§ **EXERCISE PROMPT**
Go through the entries below line by line and count those containing "blue"; the answer is that count alone.
[Opening DATASET RECORDS section]
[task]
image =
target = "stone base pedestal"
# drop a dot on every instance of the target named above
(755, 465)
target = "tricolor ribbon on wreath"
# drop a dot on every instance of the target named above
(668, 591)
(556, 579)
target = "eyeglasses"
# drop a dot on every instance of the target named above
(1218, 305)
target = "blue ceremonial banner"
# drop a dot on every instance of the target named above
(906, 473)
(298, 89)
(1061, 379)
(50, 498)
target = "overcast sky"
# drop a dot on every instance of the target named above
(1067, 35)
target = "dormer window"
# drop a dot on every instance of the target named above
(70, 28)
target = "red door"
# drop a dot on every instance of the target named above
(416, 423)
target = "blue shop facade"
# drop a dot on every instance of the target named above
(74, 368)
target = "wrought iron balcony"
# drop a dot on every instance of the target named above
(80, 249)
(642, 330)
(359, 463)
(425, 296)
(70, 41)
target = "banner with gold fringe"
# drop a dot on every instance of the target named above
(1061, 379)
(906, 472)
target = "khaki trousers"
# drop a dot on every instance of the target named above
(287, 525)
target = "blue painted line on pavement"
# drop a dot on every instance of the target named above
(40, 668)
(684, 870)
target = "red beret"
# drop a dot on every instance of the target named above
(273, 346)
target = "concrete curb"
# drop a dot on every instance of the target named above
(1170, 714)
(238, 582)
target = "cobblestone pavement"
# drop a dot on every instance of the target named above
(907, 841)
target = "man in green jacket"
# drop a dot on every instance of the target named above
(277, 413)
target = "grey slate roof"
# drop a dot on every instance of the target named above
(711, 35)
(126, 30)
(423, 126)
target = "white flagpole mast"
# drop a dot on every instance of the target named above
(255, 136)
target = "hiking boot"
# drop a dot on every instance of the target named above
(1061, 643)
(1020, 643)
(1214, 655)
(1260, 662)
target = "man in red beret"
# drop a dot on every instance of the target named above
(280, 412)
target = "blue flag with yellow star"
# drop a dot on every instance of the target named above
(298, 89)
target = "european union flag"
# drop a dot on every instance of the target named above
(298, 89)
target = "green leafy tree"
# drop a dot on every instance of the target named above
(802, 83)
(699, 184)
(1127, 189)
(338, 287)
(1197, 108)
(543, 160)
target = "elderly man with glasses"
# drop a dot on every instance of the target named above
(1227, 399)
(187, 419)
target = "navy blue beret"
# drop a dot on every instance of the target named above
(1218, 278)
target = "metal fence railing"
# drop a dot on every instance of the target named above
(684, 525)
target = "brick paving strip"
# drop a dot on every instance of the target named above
[Closing DATASET RECORDS section]
§ **RESULT OF THIS TASK**
5